::: Provided records :::
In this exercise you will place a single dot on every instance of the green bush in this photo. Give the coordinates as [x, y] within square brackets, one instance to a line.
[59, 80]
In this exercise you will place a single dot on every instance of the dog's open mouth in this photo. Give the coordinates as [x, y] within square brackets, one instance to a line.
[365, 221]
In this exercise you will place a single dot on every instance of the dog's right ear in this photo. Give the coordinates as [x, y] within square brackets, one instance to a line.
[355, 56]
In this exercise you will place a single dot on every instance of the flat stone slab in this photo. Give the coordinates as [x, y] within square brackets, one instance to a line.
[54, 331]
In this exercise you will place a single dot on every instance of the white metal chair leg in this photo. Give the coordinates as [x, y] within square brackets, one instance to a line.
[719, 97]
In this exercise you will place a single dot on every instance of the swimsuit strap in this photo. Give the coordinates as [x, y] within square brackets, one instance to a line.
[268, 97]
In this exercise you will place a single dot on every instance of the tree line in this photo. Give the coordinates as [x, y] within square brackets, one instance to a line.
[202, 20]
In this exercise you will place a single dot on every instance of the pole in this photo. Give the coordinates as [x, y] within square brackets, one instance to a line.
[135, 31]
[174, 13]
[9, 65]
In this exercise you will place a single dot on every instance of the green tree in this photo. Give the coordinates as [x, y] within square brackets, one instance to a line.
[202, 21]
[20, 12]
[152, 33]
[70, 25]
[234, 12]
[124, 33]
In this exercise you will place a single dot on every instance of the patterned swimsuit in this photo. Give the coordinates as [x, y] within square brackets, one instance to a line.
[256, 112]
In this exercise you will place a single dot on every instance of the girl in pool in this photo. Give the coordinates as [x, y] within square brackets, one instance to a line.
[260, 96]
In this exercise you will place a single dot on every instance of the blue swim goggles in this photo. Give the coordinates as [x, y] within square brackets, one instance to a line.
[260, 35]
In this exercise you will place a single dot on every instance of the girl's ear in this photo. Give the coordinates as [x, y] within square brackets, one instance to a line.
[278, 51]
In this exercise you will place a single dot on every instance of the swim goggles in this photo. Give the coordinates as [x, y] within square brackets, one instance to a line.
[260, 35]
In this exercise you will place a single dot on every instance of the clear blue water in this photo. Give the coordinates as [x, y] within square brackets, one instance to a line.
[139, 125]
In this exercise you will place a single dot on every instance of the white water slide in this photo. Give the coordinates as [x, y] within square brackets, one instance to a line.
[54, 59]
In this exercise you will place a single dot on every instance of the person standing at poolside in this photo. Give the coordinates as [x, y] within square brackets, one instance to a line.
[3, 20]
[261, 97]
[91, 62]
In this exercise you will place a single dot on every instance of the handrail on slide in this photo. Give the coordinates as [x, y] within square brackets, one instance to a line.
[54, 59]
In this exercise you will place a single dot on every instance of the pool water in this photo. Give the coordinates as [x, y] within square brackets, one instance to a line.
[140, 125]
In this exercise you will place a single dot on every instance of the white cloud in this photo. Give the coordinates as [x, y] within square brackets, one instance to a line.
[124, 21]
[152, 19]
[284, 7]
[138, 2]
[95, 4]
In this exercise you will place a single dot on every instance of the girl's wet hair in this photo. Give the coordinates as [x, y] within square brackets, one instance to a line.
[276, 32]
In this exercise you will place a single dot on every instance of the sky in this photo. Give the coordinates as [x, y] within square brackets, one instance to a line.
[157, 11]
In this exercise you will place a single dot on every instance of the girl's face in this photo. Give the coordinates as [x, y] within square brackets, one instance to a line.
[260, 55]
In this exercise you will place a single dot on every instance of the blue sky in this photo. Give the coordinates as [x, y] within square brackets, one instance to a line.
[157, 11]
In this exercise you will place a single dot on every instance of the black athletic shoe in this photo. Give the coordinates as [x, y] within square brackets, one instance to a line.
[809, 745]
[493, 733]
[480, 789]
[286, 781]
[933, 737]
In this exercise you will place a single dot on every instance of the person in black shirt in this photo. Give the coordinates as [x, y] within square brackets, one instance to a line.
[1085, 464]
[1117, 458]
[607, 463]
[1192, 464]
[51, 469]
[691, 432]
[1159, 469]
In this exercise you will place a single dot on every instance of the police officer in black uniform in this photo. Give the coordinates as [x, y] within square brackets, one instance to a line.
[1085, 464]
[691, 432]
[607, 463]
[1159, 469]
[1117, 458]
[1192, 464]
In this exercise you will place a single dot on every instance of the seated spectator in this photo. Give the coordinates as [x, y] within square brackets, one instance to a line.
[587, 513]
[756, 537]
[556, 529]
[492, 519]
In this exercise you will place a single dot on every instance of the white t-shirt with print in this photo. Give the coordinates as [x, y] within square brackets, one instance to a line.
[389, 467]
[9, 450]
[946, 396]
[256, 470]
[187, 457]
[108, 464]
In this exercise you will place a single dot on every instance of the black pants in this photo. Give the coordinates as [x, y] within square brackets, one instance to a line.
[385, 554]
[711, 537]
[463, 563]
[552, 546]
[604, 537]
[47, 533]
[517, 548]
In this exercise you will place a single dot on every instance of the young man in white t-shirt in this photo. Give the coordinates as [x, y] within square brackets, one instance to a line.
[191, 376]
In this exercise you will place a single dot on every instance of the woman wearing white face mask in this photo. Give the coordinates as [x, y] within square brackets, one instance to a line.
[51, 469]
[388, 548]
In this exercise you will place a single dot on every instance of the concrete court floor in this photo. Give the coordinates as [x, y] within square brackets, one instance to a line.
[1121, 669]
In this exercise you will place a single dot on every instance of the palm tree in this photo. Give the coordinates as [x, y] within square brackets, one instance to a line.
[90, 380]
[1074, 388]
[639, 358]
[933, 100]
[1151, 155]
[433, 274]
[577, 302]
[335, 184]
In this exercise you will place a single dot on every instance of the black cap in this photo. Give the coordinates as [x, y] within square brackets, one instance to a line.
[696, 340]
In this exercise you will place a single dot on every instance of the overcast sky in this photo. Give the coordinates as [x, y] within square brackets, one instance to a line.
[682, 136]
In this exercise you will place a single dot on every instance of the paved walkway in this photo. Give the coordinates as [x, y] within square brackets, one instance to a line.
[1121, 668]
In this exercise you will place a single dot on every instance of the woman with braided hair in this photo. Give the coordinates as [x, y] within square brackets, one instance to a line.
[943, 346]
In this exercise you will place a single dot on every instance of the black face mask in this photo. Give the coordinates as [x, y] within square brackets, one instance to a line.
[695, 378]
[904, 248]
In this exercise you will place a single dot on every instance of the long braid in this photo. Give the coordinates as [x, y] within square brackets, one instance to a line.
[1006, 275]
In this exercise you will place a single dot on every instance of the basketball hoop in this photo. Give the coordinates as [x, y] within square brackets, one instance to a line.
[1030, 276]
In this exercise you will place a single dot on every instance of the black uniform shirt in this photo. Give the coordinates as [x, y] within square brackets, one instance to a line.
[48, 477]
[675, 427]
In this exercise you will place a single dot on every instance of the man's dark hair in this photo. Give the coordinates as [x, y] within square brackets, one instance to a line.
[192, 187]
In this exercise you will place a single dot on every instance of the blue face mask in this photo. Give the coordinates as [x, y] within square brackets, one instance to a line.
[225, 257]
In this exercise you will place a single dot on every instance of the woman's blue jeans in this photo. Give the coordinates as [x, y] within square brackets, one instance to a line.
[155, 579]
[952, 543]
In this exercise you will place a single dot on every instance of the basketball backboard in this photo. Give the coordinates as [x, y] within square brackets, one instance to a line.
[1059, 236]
:::
### Work item
Type out the entries exactly as they appear above.

### Output of the exercise
In this exercise you will place a single dot on every instance of the green bush in this photo. Give the coordinates as [x, y] within square brackets, one instance to a line.
[59, 80]
In this exercise you will place a single dot on every instance of the dog's open mouth in this photo. Give the coordinates as [x, y] within square brackets, one instance to a line.
[365, 221]
In this exercise you will place a single dot on every instance of the dog's right ear in this photo. Give the coordinates as [x, y] within square brackets, one instance to a line.
[355, 56]
In this exercise you will place a single dot on every instance of the flat stone slab in this photo. Give the coordinates as [x, y] within square brackets, one instance to a line.
[54, 331]
In this exercise you will place a single dot on every instance of the white metal chair leg in this photo. Give the coordinates as [x, y] within square brackets, one instance to a line.
[719, 97]
In this exercise you will place a single dot on every instance of the swimsuit strap in this photo. Give the coordinates as [x, y] within square brackets, one instance to a line.
[268, 97]
In this exercise you will place a single dot on every instance of the tree line in this photo. Give the coordinates as [x, y] within square brackets, one instance to a line.
[202, 20]
In this exercise you will place a single dot on every instance of the pole in this photo. Give the coordinates as [x, y] within square brackets, one instance to a line.
[135, 31]
[174, 13]
[9, 65]
In this exercise you will place a single dot on every instance of the green tree in this photo. Give the coordinates as [x, y] within square brackets, one instance to a line.
[202, 21]
[20, 12]
[152, 33]
[70, 25]
[234, 12]
[124, 33]
In this exercise you will place a single dot on every instance of the patterned swimsuit in this photo. Give the coordinates as [x, y] within square brackets, one instance to a line.
[256, 112]
In this exercise you will place a single dot on every instance of the girl in pool in this photo. Give the coordinates as [x, y] within square brackets, one instance to a line.
[260, 96]
In this exercise you will place a single dot on every instance of the blue swim goggles in this photo. Give the coordinates as [x, y] within square brackets, one instance to a line.
[260, 35]
In this exercise you will place a single dot on every instance of the girl's ear in this photo. Give the coordinates as [x, y] within square brackets, one instance to a line.
[278, 51]
In this exercise you will place a single dot on every instance of the swim goggles in this photo. Give the coordinates as [x, y] within square brackets, one instance to a line.
[260, 35]
In this exercise you will place a single dot on every instance of the clear blue water in this photo. Give the coordinates as [x, y] within square brackets, one instance to a line.
[139, 125]
In this exercise you will place a single dot on every instance of the white water slide in this photo. Give the coordinates as [x, y] within square brackets, one instance to a line.
[54, 59]
In this exercise you will place a single dot on every instance of the person standing at poolside in this photo. Give the coordinates as [x, y] within square brackets, one instance to a line.
[3, 20]
[261, 97]
[91, 62]
In this exercise you will place a single dot on every instance of the handrail on slide in this photo. Give the coordinates as [x, y] within square brackets, one instance to a line.
[54, 59]
In this exercise you will place a single dot on every instance of the pool water in this photo. Give the coordinates as [x, y] within square brackets, one instance to a line.
[140, 125]
In this exercise you will place a single dot on every instance of the white cloud in this photo. Give the coordinates as [x, y] within square brackets, one instance to a line.
[124, 21]
[152, 19]
[284, 7]
[138, 2]
[95, 4]
In this exercise you will place a single dot on every instance of the girl's wet hair in this photo. Give the coordinates as [x, y] within square brackets, one instance to a line.
[276, 32]
In this exercise you will place a single dot on every instance of the sky in this photo. Give the coordinates as [x, y] within square brackets, one instance to a line.
[157, 11]
In this exercise you will place a single dot on every instance of the girl's face in this photo. Give the coordinates as [x, y] within square brackets, one instance to a line.
[260, 55]
In this exercise you will place a single dot on every instance of the blue sky in this photo. Give the coordinates as [x, y] within square brackets, one instance to a line.
[157, 11]
In this exercise you will place a single dot on every instance of the black athletic shoe in this photo. Give the coordinates as [x, y] within square brackets, one instance to a line.
[809, 745]
[493, 733]
[480, 789]
[286, 781]
[933, 737]
In this exercise you will place a single dot on every instance of the person in black shirt in this photo. Give the coordinates as [x, y] within square brackets, one instance to a line.
[1085, 464]
[1117, 458]
[607, 463]
[1192, 464]
[51, 469]
[691, 432]
[1159, 469]
In this exercise you will place a single dot on every instance of the police officer in black uniform in this photo. Give the coordinates as [x, y] within square brackets, one instance to a line.
[1085, 464]
[691, 432]
[607, 463]
[1159, 469]
[1117, 458]
[1192, 464]
In this exercise you will place a single dot on every instance of the seated spectator in this photo. Give the coordinates as [x, y] within square brackets, one instance to a line.
[587, 513]
[756, 537]
[556, 529]
[492, 519]
In this exercise you will place a single dot on every instance of the white t-shirt with print in this photo. Give the coordinates as [x, y] within square brackets, one instance to a line.
[389, 467]
[9, 450]
[946, 396]
[256, 470]
[187, 457]
[108, 464]
In this exercise you will place a single dot on every instance of the black pants in this photo. Give the coordinates as [x, y] within square brackets, one instance to a line.
[385, 554]
[711, 537]
[463, 563]
[552, 546]
[604, 537]
[47, 533]
[517, 548]
In this exercise you will place a single dot on every instance of the young man in white t-shirt in this photo. Give the coordinates as [x, y] within square brackets, one instance to a line.
[191, 376]
In this exercise you will place a single dot on every instance of the woman wearing white face mask in this photo. Give the coordinates as [x, y] within square brackets, one instance to a line.
[51, 469]
[388, 548]
In this exercise you will place a single dot on every instance of the concrete court floor in this photo. Give the coordinates as [x, y] within square brackets, one instance to a line.
[1121, 669]
In this exercise you will place a single dot on every instance of the palm tree in this photo. Give the coordinates as [x, y] within square brackets, one instance to a line.
[90, 380]
[1074, 388]
[639, 358]
[933, 100]
[1151, 155]
[433, 274]
[577, 302]
[335, 184]
In this exercise you will place a single dot on every instance of the black cap in this photo. Give the coordinates as [x, y] within square brackets, one instance to a line.
[696, 340]
In this exercise you will place a single dot on every instance of the overcast sky in this photo. Give the coordinates as [x, y] within square brackets, one instance to a line.
[682, 136]
In this exercise you will place a single dot on every instance of the paved walkway in this photo. Give the coordinates as [x, y] within square brackets, one instance to a line.
[1121, 668]
In this exercise you will place a single dot on every instance of the woman with braided hair in this photo. Give the coordinates as [x, y] within square brackets, one instance to a line.
[943, 346]
In this exercise you will place a single dot on every instance of the black face mask in this photo. Give the coordinates as [x, y] within square brackets, one instance to a line.
[695, 378]
[904, 248]
In this exercise you will place a single dot on every instance of the long braid in this photo. Give the coordinates as [x, y] within square brackets, one instance to a line.
[1006, 275]
In this exercise you will place a single dot on every instance of the basketball hoop in this photo. Give the coordinates as [x, y] within square brackets, one instance to a line.
[1030, 276]
In this exercise you will place a single dot on every instance of the black uniform shirt in this photo. Give the coordinates as [x, y] within square brackets, one instance to a line.
[48, 477]
[675, 427]
In this exercise you will place a single dot on every instance of the man's dark hair in this photo. Give the coordinates as [x, y] within square brackets, one instance to a line.
[192, 187]
In this exercise you will place a single dot on every instance of the blue face mask in this photo. Give the coordinates as [x, y] within square brackets, one instance to a line.
[225, 257]
In this exercise you will place a single dot on every instance of the woman's blue jeans in this photo. Give the coordinates as [x, y] within square brackets, one instance to a line.
[155, 579]
[952, 543]
In this exercise you will place a single dot on every instance of the basketball backboard in this photo. Give the coordinates as [x, y] within square brackets, one instance to a line.
[1059, 236]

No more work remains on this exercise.